EXERCISE –
State how many lines in the entries below hold the word "stem", with nothing besides the number.

(Collected data)
# # #

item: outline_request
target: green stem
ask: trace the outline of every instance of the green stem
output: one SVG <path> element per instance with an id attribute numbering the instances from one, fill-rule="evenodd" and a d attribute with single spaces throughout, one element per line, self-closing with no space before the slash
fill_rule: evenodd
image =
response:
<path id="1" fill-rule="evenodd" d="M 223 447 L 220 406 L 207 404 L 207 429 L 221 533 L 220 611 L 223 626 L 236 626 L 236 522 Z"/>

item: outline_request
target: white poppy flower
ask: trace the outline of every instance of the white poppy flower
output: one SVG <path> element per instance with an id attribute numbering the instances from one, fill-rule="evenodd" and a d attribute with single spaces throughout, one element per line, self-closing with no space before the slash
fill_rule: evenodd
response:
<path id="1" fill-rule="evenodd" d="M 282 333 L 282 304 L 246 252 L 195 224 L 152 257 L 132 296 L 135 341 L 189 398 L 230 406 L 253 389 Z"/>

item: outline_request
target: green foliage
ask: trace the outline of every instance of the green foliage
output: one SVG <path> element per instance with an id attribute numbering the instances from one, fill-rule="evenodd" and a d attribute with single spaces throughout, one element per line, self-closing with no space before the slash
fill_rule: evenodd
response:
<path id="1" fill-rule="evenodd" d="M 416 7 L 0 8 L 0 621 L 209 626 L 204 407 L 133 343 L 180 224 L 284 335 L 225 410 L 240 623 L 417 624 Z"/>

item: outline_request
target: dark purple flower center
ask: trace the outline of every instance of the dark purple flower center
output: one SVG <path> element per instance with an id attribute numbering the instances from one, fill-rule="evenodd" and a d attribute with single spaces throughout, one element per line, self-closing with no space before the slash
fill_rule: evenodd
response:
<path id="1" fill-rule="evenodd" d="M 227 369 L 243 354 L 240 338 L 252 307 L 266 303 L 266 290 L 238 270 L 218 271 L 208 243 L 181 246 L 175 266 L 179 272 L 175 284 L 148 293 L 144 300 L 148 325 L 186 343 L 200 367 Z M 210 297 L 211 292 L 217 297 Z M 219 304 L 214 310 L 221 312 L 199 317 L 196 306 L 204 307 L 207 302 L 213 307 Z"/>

# # #

RESPONSE AREA –
2